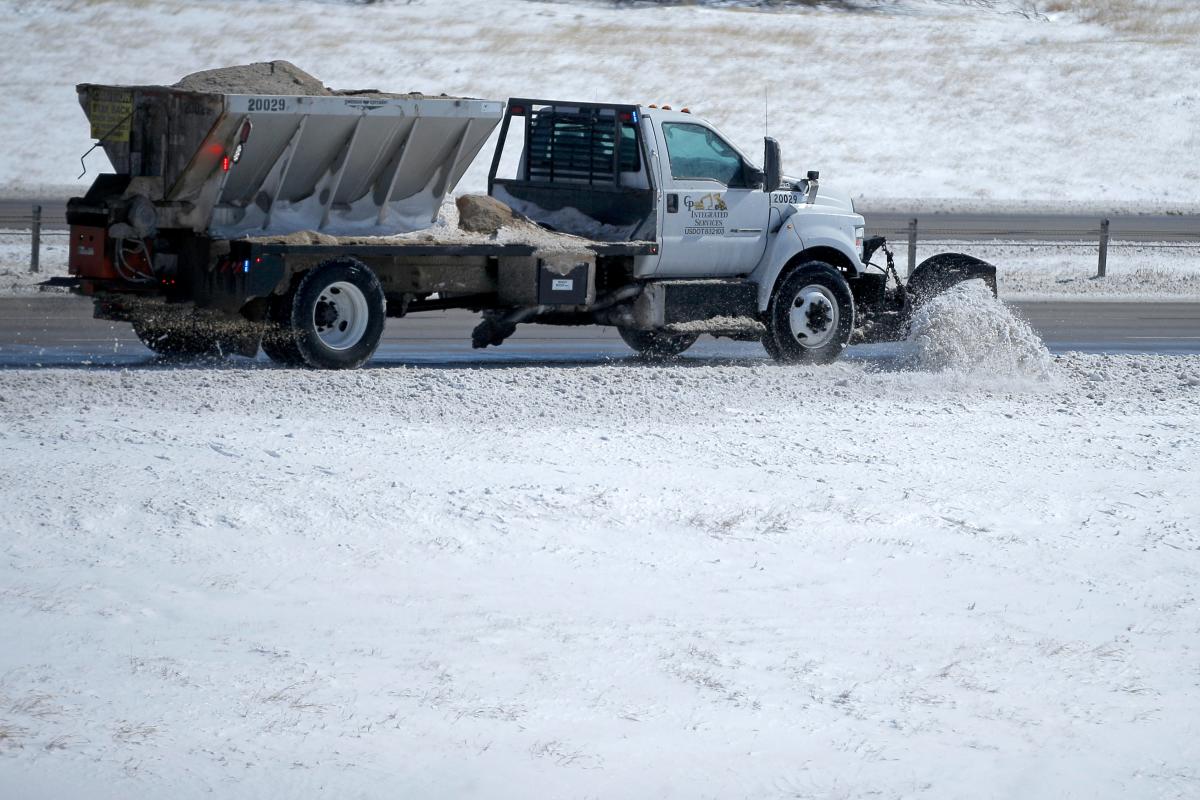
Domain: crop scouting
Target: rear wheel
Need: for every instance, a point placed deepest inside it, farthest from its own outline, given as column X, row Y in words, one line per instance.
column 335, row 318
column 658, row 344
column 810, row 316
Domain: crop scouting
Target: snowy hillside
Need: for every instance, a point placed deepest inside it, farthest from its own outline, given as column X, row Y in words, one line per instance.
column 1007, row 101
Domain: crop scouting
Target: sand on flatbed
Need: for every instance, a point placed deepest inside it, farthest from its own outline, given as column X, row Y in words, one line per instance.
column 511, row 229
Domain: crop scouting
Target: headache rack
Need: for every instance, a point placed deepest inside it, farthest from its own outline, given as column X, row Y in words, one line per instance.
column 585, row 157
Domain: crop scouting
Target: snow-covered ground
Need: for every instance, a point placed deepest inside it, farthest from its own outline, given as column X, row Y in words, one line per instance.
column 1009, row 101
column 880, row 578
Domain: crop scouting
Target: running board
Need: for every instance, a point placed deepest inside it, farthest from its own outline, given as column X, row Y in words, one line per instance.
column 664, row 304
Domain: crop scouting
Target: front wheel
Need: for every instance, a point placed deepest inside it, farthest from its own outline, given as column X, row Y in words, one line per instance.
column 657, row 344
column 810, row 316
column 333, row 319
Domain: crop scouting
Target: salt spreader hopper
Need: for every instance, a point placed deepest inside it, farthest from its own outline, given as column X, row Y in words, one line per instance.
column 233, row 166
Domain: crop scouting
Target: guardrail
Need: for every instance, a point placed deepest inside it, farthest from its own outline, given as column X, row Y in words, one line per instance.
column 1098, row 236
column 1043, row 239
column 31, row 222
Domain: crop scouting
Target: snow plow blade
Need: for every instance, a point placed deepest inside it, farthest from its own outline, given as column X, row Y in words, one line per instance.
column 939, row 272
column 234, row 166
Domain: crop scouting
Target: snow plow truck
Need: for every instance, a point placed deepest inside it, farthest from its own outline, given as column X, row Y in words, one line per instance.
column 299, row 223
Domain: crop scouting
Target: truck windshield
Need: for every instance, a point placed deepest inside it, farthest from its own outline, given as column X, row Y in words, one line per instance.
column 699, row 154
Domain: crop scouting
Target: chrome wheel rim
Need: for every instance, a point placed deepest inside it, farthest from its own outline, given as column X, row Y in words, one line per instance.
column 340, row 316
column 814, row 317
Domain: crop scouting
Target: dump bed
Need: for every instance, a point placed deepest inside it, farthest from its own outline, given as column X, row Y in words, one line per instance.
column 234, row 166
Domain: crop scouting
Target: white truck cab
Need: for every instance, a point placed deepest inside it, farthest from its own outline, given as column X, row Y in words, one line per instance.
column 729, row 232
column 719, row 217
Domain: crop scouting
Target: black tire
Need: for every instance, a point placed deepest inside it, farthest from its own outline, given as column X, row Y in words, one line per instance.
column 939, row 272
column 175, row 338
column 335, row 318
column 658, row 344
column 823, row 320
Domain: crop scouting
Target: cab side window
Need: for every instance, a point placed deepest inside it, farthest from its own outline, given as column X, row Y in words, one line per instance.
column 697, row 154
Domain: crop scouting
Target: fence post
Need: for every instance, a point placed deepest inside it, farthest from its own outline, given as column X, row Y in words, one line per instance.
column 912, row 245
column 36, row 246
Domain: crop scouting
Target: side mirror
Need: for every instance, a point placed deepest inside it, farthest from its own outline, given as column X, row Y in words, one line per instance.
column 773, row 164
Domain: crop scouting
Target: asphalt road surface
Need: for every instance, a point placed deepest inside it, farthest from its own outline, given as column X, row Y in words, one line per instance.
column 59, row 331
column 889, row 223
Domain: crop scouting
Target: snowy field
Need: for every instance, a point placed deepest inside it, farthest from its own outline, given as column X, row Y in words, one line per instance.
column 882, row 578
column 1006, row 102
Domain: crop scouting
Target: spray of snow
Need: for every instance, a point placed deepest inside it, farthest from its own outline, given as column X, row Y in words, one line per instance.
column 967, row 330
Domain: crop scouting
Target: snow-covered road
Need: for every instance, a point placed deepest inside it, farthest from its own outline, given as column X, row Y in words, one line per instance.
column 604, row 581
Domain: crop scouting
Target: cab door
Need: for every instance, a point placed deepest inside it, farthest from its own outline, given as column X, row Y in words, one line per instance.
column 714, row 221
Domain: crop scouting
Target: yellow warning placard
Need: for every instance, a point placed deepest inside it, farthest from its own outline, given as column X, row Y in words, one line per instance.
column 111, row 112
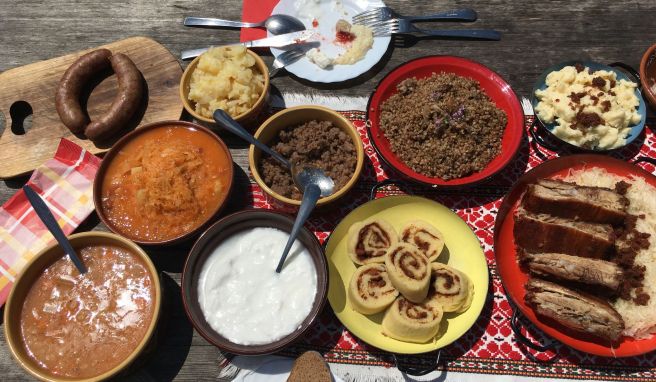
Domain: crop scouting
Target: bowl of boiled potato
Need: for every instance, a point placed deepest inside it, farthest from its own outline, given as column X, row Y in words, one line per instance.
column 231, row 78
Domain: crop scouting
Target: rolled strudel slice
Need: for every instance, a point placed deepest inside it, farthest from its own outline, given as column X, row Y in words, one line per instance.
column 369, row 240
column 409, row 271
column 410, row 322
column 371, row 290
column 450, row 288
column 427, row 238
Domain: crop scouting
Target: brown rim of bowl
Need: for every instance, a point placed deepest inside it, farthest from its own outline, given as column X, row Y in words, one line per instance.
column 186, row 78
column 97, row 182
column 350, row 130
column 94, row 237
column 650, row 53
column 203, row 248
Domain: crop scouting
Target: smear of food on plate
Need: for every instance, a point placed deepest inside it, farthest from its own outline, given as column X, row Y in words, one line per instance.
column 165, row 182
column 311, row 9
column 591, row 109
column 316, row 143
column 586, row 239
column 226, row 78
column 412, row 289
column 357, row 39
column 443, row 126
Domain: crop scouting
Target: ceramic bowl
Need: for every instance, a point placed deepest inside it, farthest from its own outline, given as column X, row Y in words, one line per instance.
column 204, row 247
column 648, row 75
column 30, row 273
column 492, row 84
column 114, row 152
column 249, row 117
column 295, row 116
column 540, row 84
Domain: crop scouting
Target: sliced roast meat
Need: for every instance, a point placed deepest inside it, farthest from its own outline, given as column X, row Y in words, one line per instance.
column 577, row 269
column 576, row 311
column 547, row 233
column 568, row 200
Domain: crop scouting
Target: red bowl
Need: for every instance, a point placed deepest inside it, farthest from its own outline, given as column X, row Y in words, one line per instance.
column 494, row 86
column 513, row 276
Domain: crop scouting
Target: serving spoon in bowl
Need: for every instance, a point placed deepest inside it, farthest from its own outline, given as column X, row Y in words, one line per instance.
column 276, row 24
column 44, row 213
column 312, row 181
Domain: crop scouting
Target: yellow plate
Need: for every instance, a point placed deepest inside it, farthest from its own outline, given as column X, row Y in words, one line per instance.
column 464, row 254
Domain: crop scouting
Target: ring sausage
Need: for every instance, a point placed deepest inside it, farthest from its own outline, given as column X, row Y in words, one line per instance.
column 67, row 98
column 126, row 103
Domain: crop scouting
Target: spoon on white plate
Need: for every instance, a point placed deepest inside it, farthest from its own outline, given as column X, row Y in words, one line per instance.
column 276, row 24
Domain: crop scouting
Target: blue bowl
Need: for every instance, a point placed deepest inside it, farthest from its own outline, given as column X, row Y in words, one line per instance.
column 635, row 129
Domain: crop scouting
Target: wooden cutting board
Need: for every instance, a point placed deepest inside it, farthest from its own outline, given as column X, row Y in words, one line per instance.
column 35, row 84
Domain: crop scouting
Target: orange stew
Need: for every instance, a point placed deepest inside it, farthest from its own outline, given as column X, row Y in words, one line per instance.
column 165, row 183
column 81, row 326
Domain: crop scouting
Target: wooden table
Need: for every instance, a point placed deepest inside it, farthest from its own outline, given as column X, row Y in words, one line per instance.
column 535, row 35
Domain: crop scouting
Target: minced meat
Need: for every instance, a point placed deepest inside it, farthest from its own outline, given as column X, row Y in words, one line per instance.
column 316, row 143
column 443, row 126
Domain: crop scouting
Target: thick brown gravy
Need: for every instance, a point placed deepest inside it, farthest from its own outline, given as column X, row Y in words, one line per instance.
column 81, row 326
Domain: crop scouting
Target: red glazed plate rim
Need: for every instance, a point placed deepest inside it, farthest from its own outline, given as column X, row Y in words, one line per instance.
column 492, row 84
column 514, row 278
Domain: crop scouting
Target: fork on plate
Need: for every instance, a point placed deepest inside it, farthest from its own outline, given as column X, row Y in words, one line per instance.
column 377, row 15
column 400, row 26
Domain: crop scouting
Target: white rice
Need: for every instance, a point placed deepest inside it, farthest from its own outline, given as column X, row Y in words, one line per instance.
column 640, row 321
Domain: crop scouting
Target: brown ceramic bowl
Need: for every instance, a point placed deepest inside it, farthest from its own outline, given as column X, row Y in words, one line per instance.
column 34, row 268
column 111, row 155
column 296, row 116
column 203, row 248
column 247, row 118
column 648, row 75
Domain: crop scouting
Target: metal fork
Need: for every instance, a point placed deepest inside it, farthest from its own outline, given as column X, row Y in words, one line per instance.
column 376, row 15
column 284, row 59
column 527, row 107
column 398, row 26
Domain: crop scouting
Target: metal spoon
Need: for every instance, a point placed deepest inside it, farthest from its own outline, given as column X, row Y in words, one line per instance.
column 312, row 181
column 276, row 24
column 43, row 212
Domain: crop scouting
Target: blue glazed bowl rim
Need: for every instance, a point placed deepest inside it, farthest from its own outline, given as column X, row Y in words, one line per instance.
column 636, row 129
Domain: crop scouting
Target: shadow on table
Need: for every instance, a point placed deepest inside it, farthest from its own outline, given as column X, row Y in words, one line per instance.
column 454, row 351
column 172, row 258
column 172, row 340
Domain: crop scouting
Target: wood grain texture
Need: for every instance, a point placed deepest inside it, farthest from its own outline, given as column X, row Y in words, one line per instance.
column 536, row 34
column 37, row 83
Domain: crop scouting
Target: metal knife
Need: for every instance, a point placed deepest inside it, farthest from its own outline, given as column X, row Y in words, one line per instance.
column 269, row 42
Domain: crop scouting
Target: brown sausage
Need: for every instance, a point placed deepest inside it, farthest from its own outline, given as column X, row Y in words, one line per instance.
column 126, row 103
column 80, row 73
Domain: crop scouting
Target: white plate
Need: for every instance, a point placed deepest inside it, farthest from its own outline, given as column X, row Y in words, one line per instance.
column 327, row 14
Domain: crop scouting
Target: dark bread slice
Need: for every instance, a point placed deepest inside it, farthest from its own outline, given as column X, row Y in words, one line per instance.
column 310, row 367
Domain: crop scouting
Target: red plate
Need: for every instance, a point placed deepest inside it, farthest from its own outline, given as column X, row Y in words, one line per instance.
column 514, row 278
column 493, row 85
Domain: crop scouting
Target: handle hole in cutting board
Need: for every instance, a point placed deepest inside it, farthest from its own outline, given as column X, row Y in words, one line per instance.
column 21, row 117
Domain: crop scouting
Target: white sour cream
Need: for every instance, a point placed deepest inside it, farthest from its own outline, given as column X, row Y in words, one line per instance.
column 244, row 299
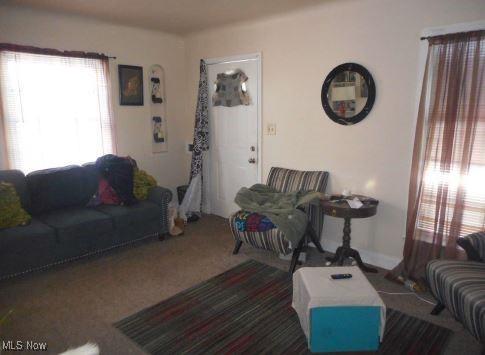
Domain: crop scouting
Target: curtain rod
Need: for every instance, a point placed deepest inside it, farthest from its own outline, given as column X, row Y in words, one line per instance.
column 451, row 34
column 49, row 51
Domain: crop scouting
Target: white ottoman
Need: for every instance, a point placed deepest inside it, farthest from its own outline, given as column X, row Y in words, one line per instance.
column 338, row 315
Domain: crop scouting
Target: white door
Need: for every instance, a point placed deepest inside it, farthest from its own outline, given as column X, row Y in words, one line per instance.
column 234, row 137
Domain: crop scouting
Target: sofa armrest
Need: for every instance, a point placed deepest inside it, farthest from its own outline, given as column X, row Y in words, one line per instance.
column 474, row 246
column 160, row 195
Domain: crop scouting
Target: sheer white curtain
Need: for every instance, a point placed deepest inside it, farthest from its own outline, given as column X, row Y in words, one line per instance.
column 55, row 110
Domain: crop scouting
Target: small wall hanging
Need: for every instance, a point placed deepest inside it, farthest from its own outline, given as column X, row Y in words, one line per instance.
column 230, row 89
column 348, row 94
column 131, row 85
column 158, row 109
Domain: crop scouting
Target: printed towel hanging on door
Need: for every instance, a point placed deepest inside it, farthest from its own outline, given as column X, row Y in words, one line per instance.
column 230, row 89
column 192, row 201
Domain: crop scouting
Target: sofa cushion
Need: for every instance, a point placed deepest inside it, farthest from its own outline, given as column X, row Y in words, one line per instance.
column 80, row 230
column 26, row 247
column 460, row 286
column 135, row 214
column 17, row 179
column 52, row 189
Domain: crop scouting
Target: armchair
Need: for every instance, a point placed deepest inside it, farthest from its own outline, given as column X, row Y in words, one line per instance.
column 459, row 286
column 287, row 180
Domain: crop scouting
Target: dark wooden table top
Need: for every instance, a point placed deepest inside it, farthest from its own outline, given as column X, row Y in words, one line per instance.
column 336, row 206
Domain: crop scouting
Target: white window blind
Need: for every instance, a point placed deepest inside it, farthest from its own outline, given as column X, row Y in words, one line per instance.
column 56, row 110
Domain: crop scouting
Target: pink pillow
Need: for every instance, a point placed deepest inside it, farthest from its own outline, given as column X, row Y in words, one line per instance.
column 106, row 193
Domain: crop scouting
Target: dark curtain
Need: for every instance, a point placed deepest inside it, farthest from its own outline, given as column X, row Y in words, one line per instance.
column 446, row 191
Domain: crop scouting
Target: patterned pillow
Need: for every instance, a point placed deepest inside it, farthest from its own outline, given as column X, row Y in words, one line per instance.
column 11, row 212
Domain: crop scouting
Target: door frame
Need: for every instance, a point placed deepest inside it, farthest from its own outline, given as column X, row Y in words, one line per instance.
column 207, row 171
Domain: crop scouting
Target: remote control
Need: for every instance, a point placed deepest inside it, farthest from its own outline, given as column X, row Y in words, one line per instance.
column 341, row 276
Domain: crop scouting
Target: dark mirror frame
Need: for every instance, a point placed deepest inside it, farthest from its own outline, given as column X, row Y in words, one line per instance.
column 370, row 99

********************

What you have to do
Exact repeats of the lines from the first one in the data through the line containing "Target: front wheel" make up the answer. Pictures do not.

Answer section
Domain: crop scouting
Target: rear wheel
Need: for every instance, a point placed deepest inside it, farthest from its own outline, given as column X, row Y in words, one line per instance.
column 335, row 318
column 658, row 344
column 810, row 316
Domain: crop scouting
Target: snowy hillside
Need: for every instance, a point placed deepest inside it, farthest from its own outline, given as column X, row Y in words, one line per instance.
column 1007, row 101
Domain: crop scouting
Target: sand on flatbed
Need: for every instance, a point placed deepest inside it, farthest from its own outline, given as column X, row Y in words, one line per instance.
column 511, row 229
Domain: crop scouting
Target: headache rack
Need: for every instance, a point placed deepest inside it, farthest from its own outline, given as column X, row Y in words, one line per instance.
column 585, row 157
Domain: crop scouting
Target: snow-covered ground
Need: for every instance, a point placed deepest inside it, farthest from its own outline, given as column X, row Y in words, one line per instance.
column 1009, row 101
column 880, row 578
Domain: crop scouting
Target: running board
Need: for every instance, a point placed deepest inside it, farthest from its own outline, given as column X, row Y in words, one line per instance.
column 664, row 304
Domain: crop scouting
Target: front wheel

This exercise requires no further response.